» What this task involves
Transcribe exactly the lines from the one holding "the woman in" to the end of the data below, including both of those lines and no others.

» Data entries
** start **

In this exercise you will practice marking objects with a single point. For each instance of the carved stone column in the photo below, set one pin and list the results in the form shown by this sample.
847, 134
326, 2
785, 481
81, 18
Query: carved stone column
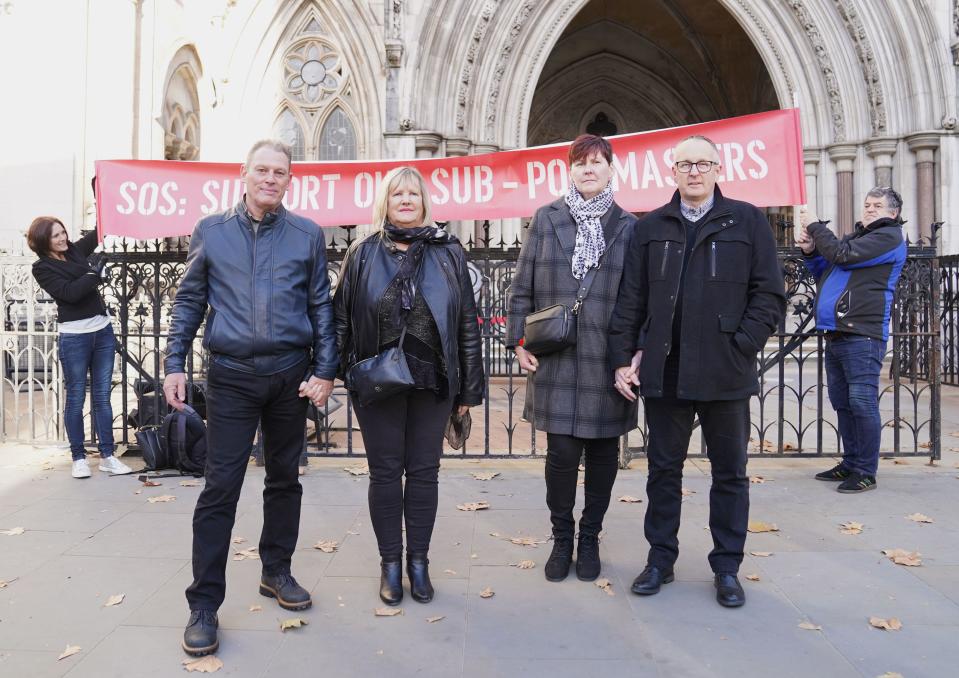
924, 145
882, 150
844, 157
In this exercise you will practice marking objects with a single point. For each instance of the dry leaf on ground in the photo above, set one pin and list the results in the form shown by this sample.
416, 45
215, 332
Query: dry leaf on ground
473, 506
208, 664
115, 600
293, 623
903, 557
484, 475
69, 652
388, 611
891, 624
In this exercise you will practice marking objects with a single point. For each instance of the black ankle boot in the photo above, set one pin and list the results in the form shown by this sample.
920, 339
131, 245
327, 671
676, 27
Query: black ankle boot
391, 580
417, 569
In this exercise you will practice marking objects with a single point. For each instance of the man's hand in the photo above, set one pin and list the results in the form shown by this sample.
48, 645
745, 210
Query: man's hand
317, 390
526, 359
174, 390
625, 378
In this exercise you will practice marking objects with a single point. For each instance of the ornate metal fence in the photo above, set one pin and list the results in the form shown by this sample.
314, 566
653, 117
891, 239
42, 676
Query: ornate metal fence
790, 417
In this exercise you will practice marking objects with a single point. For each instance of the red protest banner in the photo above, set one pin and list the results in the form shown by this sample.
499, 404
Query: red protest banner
761, 156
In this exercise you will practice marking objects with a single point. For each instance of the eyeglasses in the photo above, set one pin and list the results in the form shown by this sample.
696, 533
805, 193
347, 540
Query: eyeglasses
703, 166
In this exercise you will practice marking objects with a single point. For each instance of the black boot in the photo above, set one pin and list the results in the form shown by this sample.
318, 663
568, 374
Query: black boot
561, 557
417, 569
391, 580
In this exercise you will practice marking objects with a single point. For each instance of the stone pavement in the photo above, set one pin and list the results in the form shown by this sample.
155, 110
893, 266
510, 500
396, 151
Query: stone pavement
87, 540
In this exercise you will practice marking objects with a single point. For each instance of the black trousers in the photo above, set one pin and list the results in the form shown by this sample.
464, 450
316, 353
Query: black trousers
563, 453
236, 403
404, 435
725, 425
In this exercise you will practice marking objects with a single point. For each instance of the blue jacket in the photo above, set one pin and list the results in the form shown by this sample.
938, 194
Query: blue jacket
268, 294
857, 276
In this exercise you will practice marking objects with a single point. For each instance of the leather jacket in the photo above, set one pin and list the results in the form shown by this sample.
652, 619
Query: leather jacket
444, 280
268, 292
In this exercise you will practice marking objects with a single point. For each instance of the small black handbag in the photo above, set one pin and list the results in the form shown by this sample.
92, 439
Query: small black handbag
553, 328
381, 376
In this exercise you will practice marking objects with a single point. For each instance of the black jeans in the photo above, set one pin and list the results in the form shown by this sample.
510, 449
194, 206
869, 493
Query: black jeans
404, 434
563, 453
236, 402
725, 425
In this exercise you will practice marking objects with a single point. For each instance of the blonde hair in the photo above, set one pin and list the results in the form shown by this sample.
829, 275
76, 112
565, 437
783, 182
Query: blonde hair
395, 177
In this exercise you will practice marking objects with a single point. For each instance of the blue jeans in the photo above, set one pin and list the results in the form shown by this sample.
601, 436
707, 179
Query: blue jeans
90, 352
853, 364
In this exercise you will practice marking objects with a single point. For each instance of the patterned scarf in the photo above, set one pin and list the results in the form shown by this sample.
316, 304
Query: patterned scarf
590, 242
417, 239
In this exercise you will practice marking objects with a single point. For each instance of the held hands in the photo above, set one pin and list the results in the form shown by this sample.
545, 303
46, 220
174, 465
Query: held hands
626, 378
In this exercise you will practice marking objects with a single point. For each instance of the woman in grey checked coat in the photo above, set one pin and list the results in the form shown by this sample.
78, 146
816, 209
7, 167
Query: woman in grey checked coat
570, 392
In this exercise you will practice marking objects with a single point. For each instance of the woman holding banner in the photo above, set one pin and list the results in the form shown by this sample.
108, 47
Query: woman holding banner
86, 343
409, 343
569, 270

** end **

» Answer below
In this exercise you will practice marking objects with a single point. For each instance of the woman in grey checked coat in the photo above, set one pin and list the results in the form shown by this sample.
78, 146
816, 209
7, 167
Query: woman in grey checked coat
570, 392
In this exercise you will practice marking objects with a single point. For each instance of the woman holding banner in the photo above, set one pin and list the results in the form shown by this sample.
108, 47
Query: woman holding banner
86, 343
409, 343
569, 270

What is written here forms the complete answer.